**What to work on**
Each entry is to be printed again word for word.

**Material for this exercise**
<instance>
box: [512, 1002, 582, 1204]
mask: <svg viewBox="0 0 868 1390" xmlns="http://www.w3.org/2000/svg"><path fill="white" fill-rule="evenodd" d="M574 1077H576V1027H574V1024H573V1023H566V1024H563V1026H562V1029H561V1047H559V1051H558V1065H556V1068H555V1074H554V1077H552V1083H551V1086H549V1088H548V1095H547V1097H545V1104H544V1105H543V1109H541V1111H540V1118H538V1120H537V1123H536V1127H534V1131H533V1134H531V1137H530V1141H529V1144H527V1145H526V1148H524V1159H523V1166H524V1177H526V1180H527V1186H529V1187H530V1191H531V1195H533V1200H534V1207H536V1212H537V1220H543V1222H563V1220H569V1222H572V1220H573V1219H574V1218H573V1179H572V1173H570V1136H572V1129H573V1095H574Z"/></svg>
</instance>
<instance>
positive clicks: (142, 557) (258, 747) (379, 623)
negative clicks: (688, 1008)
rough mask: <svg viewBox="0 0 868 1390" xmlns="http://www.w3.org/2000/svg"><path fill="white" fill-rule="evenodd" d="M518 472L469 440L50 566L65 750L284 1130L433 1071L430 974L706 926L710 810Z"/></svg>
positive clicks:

**Answer box**
<instance>
box: [512, 1002, 582, 1204]
mask: <svg viewBox="0 0 868 1390" xmlns="http://www.w3.org/2000/svg"><path fill="white" fill-rule="evenodd" d="M574 1077H576V1027H574V1024H573V1023H566V1024H563V1026H562V1029H561V1047H559V1051H558V1065H556V1068H555V1074H554V1077H552V1083H551V1086H549V1088H548V1095H547V1097H545V1104H544V1105H543V1109H541V1111H540V1118H538V1120H537V1123H536V1127H534V1131H533V1134H531V1137H530V1141H529V1144H527V1145H526V1148H524V1159H523V1166H524V1177H526V1180H527V1186H529V1187H530V1191H531V1195H533V1200H534V1207H536V1212H537V1220H543V1222H563V1220H569V1222H572V1220H573V1219H574V1218H573V1179H572V1173H570V1136H572V1129H573V1095H574Z"/></svg>
</instance>
<instance>
positive clicks: (142, 557) (258, 747) (379, 623)
negative clicks: (688, 1008)
rough mask: <svg viewBox="0 0 868 1390" xmlns="http://www.w3.org/2000/svg"><path fill="white" fill-rule="evenodd" d="M518 472L469 440L50 566L65 750L284 1130L433 1071L430 974L706 926L710 810Z"/></svg>
positive clicks:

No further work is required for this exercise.